# Remington 700



## shot1buck (Feb 23, 2011)

Picked up a Remington 700 in trade this past weekend had to take it to get the other couple items I wanted. Looking to see if anyone knows the value. It is a straight 700 no letters after it’s in .204 so varmint gun black synthetic stock. Currently has a scope on it for longer range it’s a Busnell dusk to dawn Banner box had price tag of $160 for scope. Gun also has an anti vibration rubber ring about 4 inches from the muzzle. I’ve searched online and haven’t found anything matching. Hopefully the experts on here can help


----------



## Drm50 (Dec 26, 2014)

I’m no expert on Rem 700 but I suspect the demand for “Remington” Remingtons is going to go up. Right now I would say any hi condition 700 would start at $600. Seems like varmit and big magnums are the most in demand. Also the older ADL, BDL and others with wood & blue.


----------



## Popspastime (Apr 1, 2014)

The rifle brand new sells for $579.00. Scope..well..no worth to me. The harmonics damper.. snake oil. Drm50 is being generous but I'd say $400.00 used.


----------



## Drm50 (Dec 26, 2014)

I’ve already seen the “ end of Remington Syndrome” taking affect. I can’t believe the prices being paid for Remington guns. I’m no fan of Rems wares after WW2. It’s happened with Marlin, Winchester and Savage. Remington was always what you bought if you couldn’t afford a Winchester. Who would have thought that Savage would be the leader in BA rifle sales and Mossberg last man standing in pump shotguns. They didn’t get any better they just won the race to the bottom. The same thing has gone on with S&W, Colt & Ruger.

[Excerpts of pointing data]
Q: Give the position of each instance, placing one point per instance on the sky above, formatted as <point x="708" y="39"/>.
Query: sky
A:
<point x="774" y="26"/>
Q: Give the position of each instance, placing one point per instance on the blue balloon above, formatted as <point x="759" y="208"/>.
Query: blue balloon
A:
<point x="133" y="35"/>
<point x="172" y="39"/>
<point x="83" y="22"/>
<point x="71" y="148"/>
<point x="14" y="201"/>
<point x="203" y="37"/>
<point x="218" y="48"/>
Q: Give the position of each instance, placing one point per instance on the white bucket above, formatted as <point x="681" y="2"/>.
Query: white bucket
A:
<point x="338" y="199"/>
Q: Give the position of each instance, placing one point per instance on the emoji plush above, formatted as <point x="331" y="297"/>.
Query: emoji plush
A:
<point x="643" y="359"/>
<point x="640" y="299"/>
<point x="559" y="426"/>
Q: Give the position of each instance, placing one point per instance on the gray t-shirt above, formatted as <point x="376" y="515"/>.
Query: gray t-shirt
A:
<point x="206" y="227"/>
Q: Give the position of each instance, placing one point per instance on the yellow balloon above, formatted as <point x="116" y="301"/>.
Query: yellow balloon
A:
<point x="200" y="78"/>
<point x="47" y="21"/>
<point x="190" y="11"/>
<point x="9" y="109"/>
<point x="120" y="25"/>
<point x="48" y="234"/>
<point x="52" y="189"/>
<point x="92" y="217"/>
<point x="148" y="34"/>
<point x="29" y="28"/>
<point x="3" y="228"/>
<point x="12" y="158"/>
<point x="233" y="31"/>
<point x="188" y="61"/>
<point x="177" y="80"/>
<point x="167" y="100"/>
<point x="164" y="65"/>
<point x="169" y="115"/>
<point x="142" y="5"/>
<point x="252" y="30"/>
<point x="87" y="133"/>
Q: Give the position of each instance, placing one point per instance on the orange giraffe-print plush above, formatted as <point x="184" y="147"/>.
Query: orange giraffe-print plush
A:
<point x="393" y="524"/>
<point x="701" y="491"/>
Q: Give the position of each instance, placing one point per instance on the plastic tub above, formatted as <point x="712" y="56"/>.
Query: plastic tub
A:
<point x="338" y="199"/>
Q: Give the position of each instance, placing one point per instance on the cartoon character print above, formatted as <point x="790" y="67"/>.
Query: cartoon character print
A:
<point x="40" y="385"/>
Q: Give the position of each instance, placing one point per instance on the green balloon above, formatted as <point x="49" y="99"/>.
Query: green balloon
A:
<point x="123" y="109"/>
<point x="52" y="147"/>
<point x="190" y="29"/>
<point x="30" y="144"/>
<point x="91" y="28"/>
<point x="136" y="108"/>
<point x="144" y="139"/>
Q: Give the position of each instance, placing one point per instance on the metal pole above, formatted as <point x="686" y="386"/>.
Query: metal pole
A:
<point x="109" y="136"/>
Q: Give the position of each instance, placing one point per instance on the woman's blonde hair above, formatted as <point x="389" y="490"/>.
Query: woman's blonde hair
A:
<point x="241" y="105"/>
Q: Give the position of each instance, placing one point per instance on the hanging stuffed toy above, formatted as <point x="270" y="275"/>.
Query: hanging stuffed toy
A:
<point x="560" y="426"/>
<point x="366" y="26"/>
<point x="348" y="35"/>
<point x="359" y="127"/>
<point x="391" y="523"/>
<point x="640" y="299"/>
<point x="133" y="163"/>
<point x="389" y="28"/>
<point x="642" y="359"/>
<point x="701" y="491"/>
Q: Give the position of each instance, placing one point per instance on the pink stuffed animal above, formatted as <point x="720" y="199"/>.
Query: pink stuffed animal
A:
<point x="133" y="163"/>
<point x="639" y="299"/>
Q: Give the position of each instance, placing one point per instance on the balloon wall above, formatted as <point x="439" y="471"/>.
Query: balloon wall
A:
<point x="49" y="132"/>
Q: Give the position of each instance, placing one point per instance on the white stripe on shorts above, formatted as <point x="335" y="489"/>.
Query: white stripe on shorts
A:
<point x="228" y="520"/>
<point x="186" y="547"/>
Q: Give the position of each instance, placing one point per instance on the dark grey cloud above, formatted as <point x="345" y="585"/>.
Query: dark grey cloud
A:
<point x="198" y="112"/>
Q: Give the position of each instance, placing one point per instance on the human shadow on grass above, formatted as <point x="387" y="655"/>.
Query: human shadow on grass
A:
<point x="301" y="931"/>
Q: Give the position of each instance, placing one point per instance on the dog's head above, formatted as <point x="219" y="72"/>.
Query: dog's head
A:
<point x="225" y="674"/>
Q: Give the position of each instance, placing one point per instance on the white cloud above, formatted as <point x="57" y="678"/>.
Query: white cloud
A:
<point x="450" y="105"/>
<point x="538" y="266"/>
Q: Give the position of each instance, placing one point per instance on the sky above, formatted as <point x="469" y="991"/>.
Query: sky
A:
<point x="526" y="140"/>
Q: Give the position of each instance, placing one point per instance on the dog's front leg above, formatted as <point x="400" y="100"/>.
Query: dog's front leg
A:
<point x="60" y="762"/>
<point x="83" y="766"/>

- Given request 1
In the Remington 700 thread, what price does Popspastime give for the rifle brand new?
- Given request 2
Rewrite the paragraph of the Remington 700 thread that begins "Picked up a Remington 700 in trade" as a short bulleted list that keeps its main facts.
- Given request 3
Duplicate everything in the Remington 700 thread from "I’m no expert" down to "(Apr 1, 2014)".

- Full answer 1
$579.00

- Full answer 2
- Got a Remington 700 in a trade last weekend to get a couple of other items.
- Wants to know its value.
- It is a plain 700 with no letters after the name, chambered in .204 as a varmint gun, with a black synthetic stock.
- It carries a Bushnell dusk-to-dawn Banner scope whose box had a $160 price tag.
- It has an anti-vibration rubber ring about 4 inches from the muzzle.
- An online search turned up nothing matching.

- Full answer 3
I’m no expert on Rem 700 but I suspect the demand for “Remington” Remingtons is going to go up. Right now I would say any hi condition 700 would start at $600. Seems like varmit and big magnums are the most in demand. Also the older ADL, BDL and others with wood & blue.


----------



## Popspastime (Apr 1, 2014)